**YOUR OBJECTIVE**
Each line below that includes the word "sandal" is to be reported.

**ENTRIES SUPPLIED**
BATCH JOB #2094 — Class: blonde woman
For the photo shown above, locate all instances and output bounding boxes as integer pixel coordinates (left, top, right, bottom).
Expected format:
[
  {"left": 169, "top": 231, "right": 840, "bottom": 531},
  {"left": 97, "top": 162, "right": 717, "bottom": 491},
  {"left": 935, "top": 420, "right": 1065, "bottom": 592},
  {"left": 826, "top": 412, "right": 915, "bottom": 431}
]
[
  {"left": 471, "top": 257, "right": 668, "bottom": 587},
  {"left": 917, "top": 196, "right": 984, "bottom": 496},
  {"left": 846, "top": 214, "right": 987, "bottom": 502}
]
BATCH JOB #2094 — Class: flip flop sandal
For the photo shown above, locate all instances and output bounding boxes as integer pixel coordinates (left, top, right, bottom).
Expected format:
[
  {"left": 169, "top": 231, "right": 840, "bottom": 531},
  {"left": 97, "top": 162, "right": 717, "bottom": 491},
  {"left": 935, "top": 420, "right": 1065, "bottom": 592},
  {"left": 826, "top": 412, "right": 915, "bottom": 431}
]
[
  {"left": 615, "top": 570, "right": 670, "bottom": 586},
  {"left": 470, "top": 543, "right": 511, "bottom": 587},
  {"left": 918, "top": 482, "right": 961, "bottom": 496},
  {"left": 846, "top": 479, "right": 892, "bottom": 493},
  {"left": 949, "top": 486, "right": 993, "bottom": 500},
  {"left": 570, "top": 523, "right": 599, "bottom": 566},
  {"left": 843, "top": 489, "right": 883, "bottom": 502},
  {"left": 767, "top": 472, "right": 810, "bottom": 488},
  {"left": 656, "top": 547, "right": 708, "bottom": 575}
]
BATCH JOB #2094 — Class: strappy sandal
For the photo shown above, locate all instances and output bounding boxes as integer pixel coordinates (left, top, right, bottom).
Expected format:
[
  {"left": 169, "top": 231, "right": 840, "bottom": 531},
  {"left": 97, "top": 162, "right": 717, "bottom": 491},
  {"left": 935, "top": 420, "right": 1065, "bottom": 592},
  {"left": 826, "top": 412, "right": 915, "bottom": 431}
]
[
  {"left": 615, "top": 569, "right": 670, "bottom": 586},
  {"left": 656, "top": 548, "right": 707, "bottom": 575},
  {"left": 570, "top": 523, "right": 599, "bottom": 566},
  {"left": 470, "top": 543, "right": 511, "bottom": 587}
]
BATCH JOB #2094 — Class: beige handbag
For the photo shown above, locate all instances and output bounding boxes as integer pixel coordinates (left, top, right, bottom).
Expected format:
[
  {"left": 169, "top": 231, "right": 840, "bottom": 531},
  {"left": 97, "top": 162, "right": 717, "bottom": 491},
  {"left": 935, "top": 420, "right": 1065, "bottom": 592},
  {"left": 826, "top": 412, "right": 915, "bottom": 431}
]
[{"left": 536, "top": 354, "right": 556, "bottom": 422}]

**EXPECTED ANSWER**
BATCH JOB #2094 — Class: flip flop sandal
BATCH JOB #2094 — Class: strappy sandal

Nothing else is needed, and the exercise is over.